### Your objective
Render the rows below as a JSON list of strings, one string per line, from the line containing "Target: dry grass patch" through the end of the rows, inclusive. Leave out blank lines.
════════
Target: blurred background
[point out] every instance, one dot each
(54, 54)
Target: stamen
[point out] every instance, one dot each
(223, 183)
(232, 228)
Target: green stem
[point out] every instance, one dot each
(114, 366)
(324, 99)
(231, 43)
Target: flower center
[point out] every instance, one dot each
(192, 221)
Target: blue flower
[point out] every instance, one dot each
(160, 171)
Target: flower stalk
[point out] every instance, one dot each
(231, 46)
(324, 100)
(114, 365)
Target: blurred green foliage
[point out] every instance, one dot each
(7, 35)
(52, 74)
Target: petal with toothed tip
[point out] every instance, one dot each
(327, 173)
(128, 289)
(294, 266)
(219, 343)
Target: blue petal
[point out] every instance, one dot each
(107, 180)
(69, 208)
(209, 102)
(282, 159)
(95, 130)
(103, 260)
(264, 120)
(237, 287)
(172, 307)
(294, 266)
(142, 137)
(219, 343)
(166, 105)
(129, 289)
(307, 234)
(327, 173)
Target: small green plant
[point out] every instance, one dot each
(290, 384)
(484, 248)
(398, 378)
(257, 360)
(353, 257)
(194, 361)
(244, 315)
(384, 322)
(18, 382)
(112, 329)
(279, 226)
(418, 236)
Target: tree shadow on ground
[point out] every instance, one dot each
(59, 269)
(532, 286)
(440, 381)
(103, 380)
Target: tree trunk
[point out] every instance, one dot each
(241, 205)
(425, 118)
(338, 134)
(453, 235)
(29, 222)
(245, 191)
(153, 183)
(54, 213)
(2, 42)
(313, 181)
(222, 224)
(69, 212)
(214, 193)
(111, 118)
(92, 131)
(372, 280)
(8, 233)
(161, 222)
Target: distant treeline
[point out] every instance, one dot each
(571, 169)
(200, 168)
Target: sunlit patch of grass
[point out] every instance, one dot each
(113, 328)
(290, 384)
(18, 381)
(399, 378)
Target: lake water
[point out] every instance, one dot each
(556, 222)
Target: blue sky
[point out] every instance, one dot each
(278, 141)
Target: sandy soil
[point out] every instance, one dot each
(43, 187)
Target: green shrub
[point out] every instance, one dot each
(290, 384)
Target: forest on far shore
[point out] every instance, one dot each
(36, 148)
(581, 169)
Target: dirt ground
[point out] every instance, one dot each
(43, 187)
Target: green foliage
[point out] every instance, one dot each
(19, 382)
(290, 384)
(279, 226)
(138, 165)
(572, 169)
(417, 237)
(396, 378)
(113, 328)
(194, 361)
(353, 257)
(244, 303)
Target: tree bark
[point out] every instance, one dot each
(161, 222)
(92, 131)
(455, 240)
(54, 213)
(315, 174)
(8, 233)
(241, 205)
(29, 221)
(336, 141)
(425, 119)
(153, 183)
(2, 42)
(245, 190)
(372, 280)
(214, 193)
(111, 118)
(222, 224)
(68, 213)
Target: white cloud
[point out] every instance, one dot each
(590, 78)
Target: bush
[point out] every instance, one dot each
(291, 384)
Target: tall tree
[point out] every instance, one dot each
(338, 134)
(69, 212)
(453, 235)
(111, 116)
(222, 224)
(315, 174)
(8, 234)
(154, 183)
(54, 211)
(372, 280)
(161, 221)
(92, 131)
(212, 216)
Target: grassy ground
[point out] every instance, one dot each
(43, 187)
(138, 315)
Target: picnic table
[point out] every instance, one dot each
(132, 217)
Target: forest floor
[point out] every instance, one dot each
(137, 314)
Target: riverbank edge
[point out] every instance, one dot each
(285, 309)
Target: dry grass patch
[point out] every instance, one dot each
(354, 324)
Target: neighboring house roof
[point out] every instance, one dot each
════════
### Solution
[
  "Target: dry grass patch",
  "[point out] every instance, one dot each",
  "(354, 324)",
  "Target: neighboring house roof",
  "[point out] every instance, one dot each"
]